Annotation records
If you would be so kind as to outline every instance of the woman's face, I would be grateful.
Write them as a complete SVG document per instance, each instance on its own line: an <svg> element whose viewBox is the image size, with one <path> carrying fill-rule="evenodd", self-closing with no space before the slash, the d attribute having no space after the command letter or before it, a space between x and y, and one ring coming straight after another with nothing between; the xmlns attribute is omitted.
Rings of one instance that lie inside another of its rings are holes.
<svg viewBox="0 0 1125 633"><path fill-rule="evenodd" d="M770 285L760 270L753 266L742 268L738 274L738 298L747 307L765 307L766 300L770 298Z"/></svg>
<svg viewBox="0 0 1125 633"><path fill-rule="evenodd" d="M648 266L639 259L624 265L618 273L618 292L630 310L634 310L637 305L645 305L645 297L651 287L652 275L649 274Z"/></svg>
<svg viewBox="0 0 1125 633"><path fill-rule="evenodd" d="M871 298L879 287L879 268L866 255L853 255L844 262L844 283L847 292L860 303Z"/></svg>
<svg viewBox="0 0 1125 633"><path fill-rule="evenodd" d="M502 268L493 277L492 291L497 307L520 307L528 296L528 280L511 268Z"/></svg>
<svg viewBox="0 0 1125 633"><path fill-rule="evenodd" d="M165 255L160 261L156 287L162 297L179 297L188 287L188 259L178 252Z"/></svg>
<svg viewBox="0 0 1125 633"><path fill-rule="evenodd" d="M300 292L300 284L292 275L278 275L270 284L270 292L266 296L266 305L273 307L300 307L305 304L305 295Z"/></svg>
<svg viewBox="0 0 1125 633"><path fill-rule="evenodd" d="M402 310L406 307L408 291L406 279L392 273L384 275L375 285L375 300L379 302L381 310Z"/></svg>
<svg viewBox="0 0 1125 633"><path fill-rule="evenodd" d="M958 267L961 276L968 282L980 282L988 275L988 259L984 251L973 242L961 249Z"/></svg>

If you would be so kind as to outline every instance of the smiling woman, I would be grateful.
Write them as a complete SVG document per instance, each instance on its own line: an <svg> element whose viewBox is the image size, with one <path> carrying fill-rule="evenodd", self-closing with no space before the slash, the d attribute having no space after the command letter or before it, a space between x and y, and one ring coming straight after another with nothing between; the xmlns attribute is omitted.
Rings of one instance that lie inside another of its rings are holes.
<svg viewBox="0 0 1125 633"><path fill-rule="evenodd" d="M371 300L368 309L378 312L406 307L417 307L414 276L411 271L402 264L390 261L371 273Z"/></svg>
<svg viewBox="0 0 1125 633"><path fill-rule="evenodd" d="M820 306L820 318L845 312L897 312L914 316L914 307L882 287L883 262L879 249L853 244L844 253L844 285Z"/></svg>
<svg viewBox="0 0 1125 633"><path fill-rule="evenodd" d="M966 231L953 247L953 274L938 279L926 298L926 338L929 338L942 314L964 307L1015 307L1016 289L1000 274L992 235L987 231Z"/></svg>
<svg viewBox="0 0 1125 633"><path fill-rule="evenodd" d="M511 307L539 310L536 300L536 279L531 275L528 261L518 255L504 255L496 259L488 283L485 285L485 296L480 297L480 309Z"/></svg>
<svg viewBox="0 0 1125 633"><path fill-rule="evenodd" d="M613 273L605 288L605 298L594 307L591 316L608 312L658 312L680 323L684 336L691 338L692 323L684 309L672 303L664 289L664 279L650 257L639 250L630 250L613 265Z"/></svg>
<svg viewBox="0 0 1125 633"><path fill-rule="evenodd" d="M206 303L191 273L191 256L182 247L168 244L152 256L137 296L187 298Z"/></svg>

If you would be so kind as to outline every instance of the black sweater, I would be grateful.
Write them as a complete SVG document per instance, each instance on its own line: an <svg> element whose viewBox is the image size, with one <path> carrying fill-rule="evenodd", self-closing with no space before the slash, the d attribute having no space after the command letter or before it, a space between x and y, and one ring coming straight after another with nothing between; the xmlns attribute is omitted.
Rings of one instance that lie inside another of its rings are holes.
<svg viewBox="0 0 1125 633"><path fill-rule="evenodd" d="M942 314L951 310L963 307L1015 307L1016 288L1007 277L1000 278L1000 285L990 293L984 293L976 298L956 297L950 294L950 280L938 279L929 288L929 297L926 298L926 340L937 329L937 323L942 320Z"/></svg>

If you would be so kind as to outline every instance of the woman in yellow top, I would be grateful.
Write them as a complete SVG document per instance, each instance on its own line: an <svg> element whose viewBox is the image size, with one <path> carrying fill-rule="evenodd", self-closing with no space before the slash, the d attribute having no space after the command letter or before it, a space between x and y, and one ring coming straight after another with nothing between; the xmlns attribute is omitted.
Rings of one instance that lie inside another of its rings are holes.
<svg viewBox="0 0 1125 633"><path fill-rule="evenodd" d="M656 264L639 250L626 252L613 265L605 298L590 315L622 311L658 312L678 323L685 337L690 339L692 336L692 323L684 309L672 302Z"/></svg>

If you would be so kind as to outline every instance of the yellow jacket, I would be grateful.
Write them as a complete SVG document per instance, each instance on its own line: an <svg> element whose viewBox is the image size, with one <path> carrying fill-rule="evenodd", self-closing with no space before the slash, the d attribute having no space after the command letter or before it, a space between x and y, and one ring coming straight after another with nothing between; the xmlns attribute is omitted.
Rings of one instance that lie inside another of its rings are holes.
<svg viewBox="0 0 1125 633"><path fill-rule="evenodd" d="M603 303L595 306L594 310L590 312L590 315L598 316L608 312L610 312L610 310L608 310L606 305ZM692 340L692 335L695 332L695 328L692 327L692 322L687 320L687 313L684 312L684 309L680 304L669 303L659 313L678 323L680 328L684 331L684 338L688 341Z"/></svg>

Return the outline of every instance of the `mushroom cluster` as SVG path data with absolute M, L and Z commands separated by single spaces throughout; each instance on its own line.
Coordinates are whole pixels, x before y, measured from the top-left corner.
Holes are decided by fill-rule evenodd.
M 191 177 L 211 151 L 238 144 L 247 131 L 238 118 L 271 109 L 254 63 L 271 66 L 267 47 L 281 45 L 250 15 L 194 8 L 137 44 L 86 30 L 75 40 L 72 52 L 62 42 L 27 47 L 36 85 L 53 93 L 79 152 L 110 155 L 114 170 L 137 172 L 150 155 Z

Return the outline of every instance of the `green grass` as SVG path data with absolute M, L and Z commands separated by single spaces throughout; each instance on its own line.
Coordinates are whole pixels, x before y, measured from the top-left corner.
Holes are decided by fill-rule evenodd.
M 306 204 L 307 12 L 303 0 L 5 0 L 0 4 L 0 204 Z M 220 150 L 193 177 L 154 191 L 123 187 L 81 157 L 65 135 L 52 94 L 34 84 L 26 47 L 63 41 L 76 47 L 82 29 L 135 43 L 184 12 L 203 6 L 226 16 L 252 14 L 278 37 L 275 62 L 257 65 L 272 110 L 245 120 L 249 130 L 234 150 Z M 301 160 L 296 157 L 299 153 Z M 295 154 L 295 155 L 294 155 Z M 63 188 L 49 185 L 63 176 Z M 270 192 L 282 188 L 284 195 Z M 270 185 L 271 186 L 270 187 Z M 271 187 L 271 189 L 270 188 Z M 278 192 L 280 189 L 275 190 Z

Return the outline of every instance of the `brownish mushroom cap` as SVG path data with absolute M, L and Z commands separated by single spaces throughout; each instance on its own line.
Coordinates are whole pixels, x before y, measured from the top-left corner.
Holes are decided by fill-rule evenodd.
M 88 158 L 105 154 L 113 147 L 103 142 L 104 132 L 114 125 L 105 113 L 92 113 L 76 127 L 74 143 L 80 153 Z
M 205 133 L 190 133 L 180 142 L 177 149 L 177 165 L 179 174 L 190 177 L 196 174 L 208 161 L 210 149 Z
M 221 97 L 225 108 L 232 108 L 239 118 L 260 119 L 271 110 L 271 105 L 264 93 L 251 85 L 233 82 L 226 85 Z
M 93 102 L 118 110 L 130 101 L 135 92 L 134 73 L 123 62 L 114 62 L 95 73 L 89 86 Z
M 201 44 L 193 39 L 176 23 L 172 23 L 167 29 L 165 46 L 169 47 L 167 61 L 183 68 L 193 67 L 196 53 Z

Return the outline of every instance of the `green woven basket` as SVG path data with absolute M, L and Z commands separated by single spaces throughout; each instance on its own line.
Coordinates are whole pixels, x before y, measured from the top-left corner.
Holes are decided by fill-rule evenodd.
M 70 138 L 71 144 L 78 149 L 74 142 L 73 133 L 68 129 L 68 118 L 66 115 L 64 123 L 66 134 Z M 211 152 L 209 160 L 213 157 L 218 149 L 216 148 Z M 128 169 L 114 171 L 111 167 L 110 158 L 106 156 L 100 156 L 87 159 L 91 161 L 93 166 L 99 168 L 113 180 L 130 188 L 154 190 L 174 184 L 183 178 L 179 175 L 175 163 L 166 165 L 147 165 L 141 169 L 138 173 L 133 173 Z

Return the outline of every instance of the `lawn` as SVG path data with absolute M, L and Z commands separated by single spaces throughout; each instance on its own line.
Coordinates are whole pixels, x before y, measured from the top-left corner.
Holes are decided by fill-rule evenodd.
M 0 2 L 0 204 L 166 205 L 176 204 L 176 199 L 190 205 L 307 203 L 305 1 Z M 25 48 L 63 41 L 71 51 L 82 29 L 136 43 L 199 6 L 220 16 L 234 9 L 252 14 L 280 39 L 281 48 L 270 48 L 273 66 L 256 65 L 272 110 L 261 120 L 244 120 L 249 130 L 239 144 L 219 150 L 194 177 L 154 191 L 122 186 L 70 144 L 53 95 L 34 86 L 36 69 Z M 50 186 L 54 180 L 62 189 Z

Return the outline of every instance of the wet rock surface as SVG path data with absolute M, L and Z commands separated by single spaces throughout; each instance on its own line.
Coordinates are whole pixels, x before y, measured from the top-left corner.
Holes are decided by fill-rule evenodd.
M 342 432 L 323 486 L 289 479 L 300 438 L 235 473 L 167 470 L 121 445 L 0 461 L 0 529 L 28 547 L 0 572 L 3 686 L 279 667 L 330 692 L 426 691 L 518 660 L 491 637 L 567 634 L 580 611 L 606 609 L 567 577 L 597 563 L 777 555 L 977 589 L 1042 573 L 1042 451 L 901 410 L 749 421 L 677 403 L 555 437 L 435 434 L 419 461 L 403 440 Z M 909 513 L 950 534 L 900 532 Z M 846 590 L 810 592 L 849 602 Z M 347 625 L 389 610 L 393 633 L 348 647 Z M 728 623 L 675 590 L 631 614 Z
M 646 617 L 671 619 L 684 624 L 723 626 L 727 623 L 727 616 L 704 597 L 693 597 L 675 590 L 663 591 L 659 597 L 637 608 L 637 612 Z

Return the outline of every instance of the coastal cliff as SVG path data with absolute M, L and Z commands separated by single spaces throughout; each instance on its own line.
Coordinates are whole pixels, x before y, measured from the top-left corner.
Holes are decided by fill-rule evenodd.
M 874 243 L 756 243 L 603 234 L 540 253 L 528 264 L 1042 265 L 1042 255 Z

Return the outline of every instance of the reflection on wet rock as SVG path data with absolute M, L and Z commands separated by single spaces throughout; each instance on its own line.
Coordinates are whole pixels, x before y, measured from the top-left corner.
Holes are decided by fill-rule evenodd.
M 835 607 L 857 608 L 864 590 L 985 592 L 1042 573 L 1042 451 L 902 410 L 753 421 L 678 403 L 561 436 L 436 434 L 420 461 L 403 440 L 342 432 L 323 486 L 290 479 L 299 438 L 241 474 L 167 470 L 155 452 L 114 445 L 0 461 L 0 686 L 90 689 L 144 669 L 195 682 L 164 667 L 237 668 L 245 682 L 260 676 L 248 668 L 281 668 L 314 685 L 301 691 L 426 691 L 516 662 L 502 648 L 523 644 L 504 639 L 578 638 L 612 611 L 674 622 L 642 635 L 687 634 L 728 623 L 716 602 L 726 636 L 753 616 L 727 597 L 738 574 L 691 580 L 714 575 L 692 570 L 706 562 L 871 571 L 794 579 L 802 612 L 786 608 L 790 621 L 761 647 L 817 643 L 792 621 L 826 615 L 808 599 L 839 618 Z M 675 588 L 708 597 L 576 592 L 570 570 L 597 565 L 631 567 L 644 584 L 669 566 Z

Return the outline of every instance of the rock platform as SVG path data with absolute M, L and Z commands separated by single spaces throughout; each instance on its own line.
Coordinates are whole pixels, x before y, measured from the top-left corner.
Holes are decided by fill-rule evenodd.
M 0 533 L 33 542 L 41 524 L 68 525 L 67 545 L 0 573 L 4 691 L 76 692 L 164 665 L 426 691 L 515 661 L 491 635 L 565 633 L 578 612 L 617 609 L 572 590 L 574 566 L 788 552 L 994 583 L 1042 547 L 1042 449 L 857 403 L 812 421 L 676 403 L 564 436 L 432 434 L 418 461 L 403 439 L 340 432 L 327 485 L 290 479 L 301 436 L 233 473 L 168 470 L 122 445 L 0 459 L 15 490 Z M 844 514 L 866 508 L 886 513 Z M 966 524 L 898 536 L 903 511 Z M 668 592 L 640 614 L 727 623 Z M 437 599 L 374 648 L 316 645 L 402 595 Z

» **TO DO**
Please rewrite the part of the listing that opens with the line containing "Return the outline of every instance of the wet" and closes with the line containing "M 874 243 L", changing "coastal cliff" to "sea cliff" and leaving everything else unchanged.

» **PROBLEM SOLUTION**
Return the outline of every instance of the wet rock surface as SVG path data with absolute M, L and Z commands separated by single spaces throughout; each instance on its own line.
Coordinates are whole pixels, x before y, measured from the top-left corner.
Holes are decided by fill-rule evenodd.
M 342 432 L 323 486 L 289 479 L 300 438 L 235 473 L 167 470 L 121 445 L 0 461 L 0 529 L 28 547 L 0 572 L 3 686 L 279 667 L 330 692 L 426 691 L 518 660 L 491 637 L 567 634 L 580 611 L 606 609 L 567 577 L 597 563 L 777 555 L 977 589 L 1042 573 L 1042 451 L 901 410 L 749 421 L 677 403 L 555 437 L 435 434 L 419 461 L 403 440 Z M 909 513 L 950 534 L 900 532 Z M 846 590 L 810 592 L 849 602 Z M 347 625 L 389 610 L 393 633 L 348 647 Z M 728 623 L 675 590 L 631 614 Z
M 646 617 L 671 619 L 684 624 L 723 626 L 727 623 L 727 616 L 704 597 L 693 597 L 675 590 L 663 591 L 659 597 L 637 608 L 637 612 Z

Return the outline of every instance of the sea cliff as SVG path data with absolute M, L and Z commands separated by single spaces throughout; each instance on its own line.
Coordinates are whole pixels, x before y, measured from the top-left corner.
Holes are decided by fill-rule evenodd.
M 874 243 L 756 243 L 603 234 L 540 253 L 528 264 L 1042 265 L 1042 255 Z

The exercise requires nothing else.